» WHAT TO PRODUCE:
Report every line of the entries that contains the word "ceiling".

» THE DATA:
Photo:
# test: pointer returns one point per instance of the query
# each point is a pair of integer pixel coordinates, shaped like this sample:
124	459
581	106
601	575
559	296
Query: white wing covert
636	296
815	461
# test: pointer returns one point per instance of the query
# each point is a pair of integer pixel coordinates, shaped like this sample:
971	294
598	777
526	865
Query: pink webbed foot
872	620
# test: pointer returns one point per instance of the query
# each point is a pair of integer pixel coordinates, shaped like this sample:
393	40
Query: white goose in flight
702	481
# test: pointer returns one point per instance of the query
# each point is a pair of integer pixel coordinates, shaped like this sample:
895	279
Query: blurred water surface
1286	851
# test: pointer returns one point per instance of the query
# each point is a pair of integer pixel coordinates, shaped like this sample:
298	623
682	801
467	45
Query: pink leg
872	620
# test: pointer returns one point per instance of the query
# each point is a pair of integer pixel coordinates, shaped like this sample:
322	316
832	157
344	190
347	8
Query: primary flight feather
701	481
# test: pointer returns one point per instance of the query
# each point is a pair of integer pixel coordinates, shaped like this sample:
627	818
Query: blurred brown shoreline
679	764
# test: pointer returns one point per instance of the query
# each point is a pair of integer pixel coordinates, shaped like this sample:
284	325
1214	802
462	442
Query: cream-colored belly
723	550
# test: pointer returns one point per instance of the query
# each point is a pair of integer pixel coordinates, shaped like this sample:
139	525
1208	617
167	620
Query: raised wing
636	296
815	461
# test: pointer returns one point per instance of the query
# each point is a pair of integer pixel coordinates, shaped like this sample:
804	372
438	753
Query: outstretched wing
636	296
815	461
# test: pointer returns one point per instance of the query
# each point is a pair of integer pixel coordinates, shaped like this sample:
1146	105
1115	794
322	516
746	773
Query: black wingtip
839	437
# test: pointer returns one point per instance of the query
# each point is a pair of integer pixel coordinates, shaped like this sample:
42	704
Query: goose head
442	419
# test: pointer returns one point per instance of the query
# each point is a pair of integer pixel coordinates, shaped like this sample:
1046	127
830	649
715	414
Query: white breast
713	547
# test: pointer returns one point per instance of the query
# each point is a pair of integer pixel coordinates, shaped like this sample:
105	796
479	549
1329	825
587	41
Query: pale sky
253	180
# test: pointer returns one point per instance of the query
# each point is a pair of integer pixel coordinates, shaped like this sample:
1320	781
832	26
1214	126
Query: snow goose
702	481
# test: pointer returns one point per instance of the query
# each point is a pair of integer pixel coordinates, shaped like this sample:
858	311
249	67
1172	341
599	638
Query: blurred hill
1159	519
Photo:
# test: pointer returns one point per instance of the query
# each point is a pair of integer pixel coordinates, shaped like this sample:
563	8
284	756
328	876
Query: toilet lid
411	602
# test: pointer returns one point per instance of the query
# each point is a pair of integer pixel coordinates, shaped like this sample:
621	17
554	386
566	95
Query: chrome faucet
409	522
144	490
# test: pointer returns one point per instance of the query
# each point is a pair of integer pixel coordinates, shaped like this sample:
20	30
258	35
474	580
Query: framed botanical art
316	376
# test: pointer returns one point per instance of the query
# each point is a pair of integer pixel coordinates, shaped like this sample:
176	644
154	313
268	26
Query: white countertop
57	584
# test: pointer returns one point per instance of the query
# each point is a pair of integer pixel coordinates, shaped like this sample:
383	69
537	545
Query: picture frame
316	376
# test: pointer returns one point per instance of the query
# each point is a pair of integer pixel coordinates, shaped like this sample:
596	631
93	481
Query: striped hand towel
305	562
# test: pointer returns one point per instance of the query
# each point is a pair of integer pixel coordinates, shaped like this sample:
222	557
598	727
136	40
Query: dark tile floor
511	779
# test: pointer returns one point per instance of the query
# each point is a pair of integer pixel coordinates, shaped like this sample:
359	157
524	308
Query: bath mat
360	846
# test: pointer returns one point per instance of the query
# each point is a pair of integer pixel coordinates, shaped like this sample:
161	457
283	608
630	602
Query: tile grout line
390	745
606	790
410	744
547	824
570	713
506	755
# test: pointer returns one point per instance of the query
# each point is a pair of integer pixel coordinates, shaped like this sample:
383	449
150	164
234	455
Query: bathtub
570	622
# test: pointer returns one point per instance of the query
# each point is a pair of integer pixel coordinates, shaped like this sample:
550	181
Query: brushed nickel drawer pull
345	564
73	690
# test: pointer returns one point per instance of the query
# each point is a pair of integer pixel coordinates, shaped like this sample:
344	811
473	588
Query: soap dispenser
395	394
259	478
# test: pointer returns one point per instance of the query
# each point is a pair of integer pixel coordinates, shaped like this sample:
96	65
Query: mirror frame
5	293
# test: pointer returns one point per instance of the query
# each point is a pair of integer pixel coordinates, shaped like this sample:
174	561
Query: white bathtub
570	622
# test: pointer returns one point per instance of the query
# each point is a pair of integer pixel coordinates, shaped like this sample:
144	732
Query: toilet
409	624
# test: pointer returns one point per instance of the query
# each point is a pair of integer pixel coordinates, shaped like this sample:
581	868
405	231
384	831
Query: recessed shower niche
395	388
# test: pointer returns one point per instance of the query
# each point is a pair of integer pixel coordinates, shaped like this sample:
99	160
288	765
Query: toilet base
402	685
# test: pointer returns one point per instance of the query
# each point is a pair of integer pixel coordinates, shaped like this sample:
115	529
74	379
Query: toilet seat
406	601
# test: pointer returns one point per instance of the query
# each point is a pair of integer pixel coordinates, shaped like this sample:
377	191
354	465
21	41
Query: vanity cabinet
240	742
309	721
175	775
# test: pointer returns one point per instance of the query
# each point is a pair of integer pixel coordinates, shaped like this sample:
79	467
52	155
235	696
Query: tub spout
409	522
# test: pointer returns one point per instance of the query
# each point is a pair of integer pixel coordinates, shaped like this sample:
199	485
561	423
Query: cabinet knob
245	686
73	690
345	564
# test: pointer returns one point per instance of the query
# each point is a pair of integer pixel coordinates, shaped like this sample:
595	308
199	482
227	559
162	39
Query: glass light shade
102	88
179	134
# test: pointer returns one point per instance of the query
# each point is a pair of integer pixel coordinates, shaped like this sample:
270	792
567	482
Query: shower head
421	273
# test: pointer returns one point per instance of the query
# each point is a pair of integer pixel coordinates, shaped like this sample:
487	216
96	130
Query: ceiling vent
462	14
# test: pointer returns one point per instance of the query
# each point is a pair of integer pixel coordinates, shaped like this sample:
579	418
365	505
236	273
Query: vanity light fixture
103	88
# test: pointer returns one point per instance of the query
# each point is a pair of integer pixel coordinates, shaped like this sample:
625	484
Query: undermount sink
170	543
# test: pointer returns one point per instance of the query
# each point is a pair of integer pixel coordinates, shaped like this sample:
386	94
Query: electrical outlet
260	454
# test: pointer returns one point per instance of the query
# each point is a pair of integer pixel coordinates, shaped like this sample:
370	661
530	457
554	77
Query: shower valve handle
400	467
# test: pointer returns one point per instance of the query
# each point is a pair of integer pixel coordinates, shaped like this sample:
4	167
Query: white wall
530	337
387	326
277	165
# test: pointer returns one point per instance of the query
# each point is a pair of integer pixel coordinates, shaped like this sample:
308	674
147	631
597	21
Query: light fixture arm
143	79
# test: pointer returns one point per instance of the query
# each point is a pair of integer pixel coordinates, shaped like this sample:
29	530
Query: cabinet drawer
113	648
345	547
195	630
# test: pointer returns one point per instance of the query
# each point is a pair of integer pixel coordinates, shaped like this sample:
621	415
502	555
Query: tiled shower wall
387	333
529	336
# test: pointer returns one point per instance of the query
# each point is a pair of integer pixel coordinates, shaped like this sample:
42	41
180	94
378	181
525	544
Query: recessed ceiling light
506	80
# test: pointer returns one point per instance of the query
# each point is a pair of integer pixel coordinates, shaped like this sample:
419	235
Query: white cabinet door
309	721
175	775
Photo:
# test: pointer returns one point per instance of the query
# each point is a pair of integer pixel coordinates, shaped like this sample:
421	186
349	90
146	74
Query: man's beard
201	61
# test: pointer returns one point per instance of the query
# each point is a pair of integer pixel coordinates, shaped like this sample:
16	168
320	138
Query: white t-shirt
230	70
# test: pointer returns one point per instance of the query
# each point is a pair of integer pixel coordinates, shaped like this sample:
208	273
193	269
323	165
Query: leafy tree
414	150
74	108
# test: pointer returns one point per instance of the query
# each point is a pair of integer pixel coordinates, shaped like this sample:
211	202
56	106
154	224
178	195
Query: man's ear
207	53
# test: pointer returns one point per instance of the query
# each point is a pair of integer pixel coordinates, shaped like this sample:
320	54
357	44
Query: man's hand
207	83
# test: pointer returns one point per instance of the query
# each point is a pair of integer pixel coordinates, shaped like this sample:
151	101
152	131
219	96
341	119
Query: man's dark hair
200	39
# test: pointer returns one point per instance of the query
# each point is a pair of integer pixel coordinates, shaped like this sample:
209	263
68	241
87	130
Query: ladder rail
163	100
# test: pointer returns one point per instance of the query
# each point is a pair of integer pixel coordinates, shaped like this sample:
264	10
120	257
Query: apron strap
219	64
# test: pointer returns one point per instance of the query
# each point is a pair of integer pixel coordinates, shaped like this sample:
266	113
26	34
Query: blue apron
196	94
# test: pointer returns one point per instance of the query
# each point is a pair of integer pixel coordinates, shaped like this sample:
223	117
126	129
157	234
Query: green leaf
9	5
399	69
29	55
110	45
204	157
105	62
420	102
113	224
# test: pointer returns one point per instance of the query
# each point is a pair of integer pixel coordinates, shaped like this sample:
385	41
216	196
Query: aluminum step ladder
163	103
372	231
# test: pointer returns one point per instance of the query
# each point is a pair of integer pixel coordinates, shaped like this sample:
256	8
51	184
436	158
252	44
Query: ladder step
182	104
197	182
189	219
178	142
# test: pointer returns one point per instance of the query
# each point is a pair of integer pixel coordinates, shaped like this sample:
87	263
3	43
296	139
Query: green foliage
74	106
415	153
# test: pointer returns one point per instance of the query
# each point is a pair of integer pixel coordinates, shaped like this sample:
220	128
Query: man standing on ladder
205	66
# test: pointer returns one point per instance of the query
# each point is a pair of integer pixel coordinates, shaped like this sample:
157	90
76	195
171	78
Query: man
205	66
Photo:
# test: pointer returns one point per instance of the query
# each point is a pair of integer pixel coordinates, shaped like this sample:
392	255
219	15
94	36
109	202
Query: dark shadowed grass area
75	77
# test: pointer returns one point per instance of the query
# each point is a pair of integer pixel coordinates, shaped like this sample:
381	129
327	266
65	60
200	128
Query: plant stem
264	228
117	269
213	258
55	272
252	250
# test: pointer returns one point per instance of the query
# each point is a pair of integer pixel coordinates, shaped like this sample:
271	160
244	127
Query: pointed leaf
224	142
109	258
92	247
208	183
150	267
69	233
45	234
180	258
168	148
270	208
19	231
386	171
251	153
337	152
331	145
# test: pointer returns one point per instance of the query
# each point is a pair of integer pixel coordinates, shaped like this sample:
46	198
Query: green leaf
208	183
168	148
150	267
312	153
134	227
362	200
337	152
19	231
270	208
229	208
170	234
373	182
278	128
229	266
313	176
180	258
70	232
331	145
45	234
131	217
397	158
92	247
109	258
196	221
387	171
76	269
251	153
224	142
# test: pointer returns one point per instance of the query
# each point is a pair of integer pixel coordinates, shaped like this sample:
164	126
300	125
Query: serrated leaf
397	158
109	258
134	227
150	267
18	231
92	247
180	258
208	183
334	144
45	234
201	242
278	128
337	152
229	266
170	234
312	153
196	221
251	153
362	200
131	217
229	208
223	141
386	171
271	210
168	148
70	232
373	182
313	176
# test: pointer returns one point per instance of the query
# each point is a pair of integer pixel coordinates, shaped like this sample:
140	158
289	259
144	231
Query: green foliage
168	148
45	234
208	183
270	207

» RESPONSE TO THE TASK:
Query: ceiling vent
Query: recessed ceiling light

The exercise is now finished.